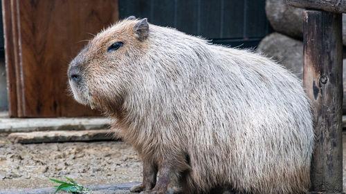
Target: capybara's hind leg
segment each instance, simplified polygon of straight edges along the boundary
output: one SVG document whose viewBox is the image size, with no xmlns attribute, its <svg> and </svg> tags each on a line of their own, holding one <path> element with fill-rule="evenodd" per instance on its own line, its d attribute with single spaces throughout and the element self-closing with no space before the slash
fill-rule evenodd
<svg viewBox="0 0 346 194">
<path fill-rule="evenodd" d="M 157 167 L 149 162 L 143 162 L 143 182 L 130 188 L 131 192 L 139 193 L 153 188 L 156 184 Z"/>
<path fill-rule="evenodd" d="M 143 194 L 178 194 L 183 193 L 180 179 L 182 166 L 162 165 L 159 169 L 159 175 L 155 187 L 140 193 Z"/>
</svg>

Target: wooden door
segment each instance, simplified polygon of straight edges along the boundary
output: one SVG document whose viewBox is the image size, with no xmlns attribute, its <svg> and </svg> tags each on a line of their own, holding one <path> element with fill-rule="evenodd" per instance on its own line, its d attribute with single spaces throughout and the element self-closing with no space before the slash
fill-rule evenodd
<svg viewBox="0 0 346 194">
<path fill-rule="evenodd" d="M 78 117 L 99 113 L 68 91 L 69 61 L 118 19 L 117 0 L 2 1 L 12 117 Z"/>
</svg>

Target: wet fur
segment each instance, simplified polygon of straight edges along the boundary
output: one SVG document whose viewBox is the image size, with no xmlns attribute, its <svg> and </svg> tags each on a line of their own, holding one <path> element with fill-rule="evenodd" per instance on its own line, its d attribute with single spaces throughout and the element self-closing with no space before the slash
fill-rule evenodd
<svg viewBox="0 0 346 194">
<path fill-rule="evenodd" d="M 75 98 L 115 119 L 144 170 L 167 169 L 167 188 L 184 193 L 307 193 L 314 135 L 298 78 L 258 54 L 172 28 L 149 24 L 138 39 L 138 22 L 101 32 L 70 66 L 83 77 L 71 84 Z M 107 52 L 118 41 L 124 46 Z"/>
</svg>

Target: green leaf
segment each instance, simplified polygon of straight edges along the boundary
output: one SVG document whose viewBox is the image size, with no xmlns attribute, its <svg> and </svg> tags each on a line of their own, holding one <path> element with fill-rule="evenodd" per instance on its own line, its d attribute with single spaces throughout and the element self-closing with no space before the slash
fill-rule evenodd
<svg viewBox="0 0 346 194">
<path fill-rule="evenodd" d="M 66 178 L 66 180 L 69 180 L 69 181 L 70 181 L 71 182 L 72 182 L 73 184 L 77 184 L 77 182 L 76 182 L 75 181 L 74 181 L 73 179 L 69 178 L 69 177 L 66 177 L 66 176 L 65 176 L 65 178 Z"/>
<path fill-rule="evenodd" d="M 55 191 L 54 192 L 54 193 L 56 193 L 60 190 L 62 190 L 62 188 L 68 189 L 68 187 L 71 187 L 71 186 L 73 186 L 73 185 L 71 184 L 60 184 L 60 186 L 59 186 L 57 187 L 57 190 L 55 190 Z M 64 190 L 63 190 L 63 191 L 64 191 Z"/>
<path fill-rule="evenodd" d="M 54 187 L 58 188 L 59 185 L 55 185 L 55 186 L 54 186 Z M 70 190 L 69 188 L 62 188 L 61 190 L 62 190 L 64 191 L 66 191 L 66 192 L 70 192 Z"/>
<path fill-rule="evenodd" d="M 55 182 L 60 183 L 60 184 L 69 184 L 68 182 L 63 182 L 63 181 L 61 181 L 61 180 L 55 180 L 55 179 L 49 179 L 49 180 L 51 180 L 51 181 L 53 181 Z"/>
</svg>

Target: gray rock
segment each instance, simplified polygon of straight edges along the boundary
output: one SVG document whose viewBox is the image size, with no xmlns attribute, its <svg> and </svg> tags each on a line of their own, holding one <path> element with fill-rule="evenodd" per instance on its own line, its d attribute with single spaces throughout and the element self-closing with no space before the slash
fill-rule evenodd
<svg viewBox="0 0 346 194">
<path fill-rule="evenodd" d="M 274 32 L 262 40 L 257 52 L 271 57 L 302 79 L 303 43 L 284 35 Z M 345 57 L 346 57 L 344 55 Z M 346 113 L 346 59 L 343 60 L 343 113 Z"/>
<path fill-rule="evenodd" d="M 302 11 L 286 4 L 285 0 L 266 0 L 266 13 L 275 31 L 295 37 L 302 38 Z"/>
<path fill-rule="evenodd" d="M 302 42 L 284 35 L 274 32 L 264 37 L 257 51 L 272 58 L 302 79 Z"/>
<path fill-rule="evenodd" d="M 273 28 L 277 32 L 302 39 L 304 9 L 286 4 L 286 0 L 266 0 L 266 13 Z M 346 46 L 346 14 L 343 14 L 343 43 Z"/>
</svg>

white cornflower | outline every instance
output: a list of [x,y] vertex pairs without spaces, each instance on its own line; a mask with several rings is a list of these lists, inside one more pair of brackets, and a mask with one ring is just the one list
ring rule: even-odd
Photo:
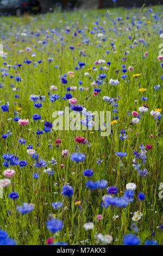
[[140,122],[140,119],[139,118],[137,118],[137,117],[135,117],[135,118],[132,119],[132,122],[133,124],[138,124],[138,123]]
[[126,188],[127,190],[135,190],[136,189],[136,185],[133,182],[128,183],[126,184]]
[[148,108],[146,107],[139,107],[139,111],[141,113],[143,113],[143,112],[147,112],[148,111]]
[[117,84],[118,84],[120,83],[120,82],[117,79],[114,80],[114,79],[111,78],[109,80],[109,83],[110,84],[112,84],[112,86],[116,86]]
[[92,229],[93,227],[94,224],[92,222],[87,222],[83,225],[83,227],[86,230]]

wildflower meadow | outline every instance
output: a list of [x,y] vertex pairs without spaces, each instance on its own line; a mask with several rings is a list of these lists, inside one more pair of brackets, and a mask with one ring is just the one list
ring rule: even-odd
[[0,17],[0,245],[162,245],[162,5]]

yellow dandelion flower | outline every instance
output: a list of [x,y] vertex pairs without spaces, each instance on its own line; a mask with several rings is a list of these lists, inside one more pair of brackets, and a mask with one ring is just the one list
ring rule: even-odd
[[137,76],[141,76],[141,73],[135,74],[135,75],[133,75],[134,77],[137,77]]
[[147,88],[140,88],[138,89],[138,90],[139,92],[145,92],[145,90],[147,90]]
[[155,108],[154,110],[155,110],[156,111],[159,111],[159,112],[160,112],[161,111],[162,109],[161,109],[160,108]]
[[112,121],[112,122],[111,122],[111,125],[117,124],[117,123],[118,123],[118,121],[117,120],[114,120],[114,121]]

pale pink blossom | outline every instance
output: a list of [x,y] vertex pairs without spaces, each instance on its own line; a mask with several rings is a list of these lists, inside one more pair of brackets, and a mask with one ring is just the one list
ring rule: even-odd
[[70,155],[69,150],[68,150],[68,149],[65,149],[65,150],[62,151],[61,154],[64,157],[68,157]]
[[29,124],[29,119],[19,119],[18,123],[20,125],[27,125]]
[[28,155],[32,155],[33,154],[35,154],[36,151],[34,149],[27,149],[27,153]]
[[58,89],[57,87],[57,86],[52,86],[51,87],[51,90],[57,90]]
[[137,117],[139,115],[139,113],[136,112],[136,111],[132,111],[132,115],[134,115],[134,117]]
[[11,184],[11,181],[9,179],[3,179],[0,180],[0,186],[5,187]]
[[77,102],[78,101],[76,98],[72,98],[72,99],[70,99],[69,100],[69,102],[71,104],[76,104],[76,103],[77,103]]
[[161,59],[163,59],[163,56],[162,55],[159,55],[158,57],[158,60],[160,60]]
[[14,176],[15,174],[15,172],[14,170],[11,170],[10,169],[7,169],[3,172],[3,174],[5,177],[11,177]]
[[129,66],[128,69],[129,70],[129,71],[132,71],[134,70],[134,68],[133,66]]
[[148,55],[149,55],[148,52],[146,52],[144,53],[144,56],[145,57],[148,57]]

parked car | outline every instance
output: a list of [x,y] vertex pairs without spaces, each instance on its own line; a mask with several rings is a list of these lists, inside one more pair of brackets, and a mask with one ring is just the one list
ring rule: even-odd
[[41,4],[37,0],[1,0],[0,15],[16,15],[20,16],[24,13],[40,13]]

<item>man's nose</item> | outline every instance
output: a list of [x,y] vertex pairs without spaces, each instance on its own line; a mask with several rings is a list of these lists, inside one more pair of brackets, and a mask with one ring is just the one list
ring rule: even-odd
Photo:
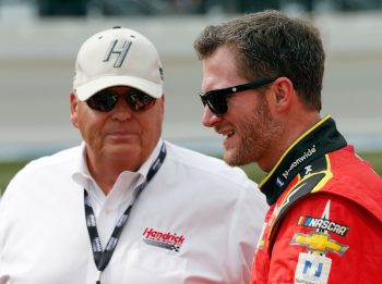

================

# [WHAT IS REQUIRED]
Reproduce the material above line for line, starting at the line that contains "pale pink blossom | outline every instance" and ending at the line that contains "[[41,4],[37,0],[1,0],[0,15],[16,15],[20,16],[24,13],[40,13]]", with both of those lines included.

# [RESPONSE]
pale pink blossom | outline every instance
output: a list of [x,y] vertex pairs without spaces, each instance on its own line; a mask with several rings is a list of these lists, inside one more pair of brackets, and a mask with one ring is just the one list
ring rule: even-odd
[[70,155],[69,150],[68,150],[68,149],[65,149],[65,150],[62,151],[61,154],[64,157],[68,157]]
[[29,124],[29,119],[19,119],[18,123],[20,125],[27,125]]
[[28,155],[32,155],[33,154],[35,154],[36,151],[34,149],[27,149],[27,153]]
[[58,89],[57,87],[57,86],[52,86],[51,87],[51,90],[57,90]]
[[137,117],[139,115],[139,113],[136,112],[136,111],[132,111],[132,115],[134,115],[134,117]]
[[11,184],[11,181],[9,179],[3,179],[0,180],[0,186],[5,187]]
[[77,102],[78,101],[76,98],[72,98],[72,99],[70,99],[69,100],[69,102],[71,104],[76,104],[76,103],[77,103]]
[[161,59],[163,59],[163,56],[162,55],[159,55],[158,57],[158,60],[160,60]]
[[14,176],[15,174],[15,172],[14,170],[11,170],[10,169],[7,169],[3,172],[3,174],[5,177],[11,177]]
[[129,66],[128,69],[129,70],[129,71],[132,71],[134,70],[134,68],[133,66]]
[[148,55],[149,55],[148,52],[146,52],[144,53],[144,56],[145,57],[148,57]]

parked car | outline every instance
output: a list of [x,y] vertex pairs without spaces, each instance on its own line; a mask with several rings is a list of these lists, inside one more pair of brackets, and a mask with one ring is just the one list
ring rule: even-odd
[[41,4],[37,0],[1,0],[0,15],[16,15],[20,16],[24,13],[40,13]]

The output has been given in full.